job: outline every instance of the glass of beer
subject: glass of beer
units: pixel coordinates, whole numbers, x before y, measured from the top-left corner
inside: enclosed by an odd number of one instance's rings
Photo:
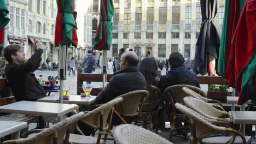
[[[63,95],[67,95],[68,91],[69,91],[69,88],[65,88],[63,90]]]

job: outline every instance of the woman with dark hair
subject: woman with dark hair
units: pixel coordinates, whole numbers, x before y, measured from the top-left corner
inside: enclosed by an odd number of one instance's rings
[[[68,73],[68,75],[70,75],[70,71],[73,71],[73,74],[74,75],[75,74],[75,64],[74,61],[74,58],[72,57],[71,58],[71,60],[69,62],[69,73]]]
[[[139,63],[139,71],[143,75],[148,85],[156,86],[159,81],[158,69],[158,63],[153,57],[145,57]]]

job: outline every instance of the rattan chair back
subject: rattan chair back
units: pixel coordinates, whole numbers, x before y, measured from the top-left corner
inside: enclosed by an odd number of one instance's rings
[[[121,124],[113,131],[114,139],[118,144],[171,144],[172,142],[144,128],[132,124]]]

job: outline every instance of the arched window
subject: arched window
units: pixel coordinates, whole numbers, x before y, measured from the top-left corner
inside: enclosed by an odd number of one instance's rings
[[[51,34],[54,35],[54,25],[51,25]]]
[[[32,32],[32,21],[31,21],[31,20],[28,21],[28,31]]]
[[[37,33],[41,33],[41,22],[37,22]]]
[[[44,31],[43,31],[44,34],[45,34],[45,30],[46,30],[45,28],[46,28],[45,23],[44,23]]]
...
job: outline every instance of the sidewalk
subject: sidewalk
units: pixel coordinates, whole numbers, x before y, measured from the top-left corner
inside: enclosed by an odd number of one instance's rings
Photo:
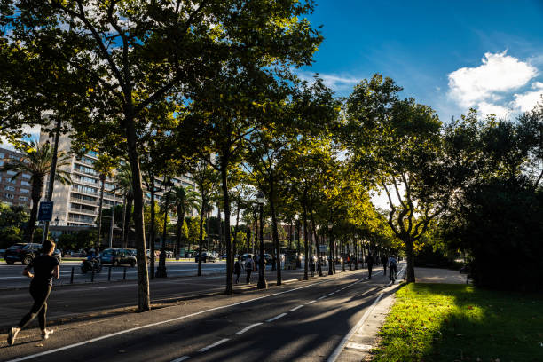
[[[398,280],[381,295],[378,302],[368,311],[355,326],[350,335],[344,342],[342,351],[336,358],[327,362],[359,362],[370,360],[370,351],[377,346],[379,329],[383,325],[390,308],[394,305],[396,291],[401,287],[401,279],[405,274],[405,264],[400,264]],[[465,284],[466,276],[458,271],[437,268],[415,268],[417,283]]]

> [AIM]:
Gather every line in the records above that contains the string "subject".

> [ANSWER IN FULL]:
subject: glass of beer
subject: woman with dark hair
subject: rattan chair back
subject: arched window
subject: sidewalk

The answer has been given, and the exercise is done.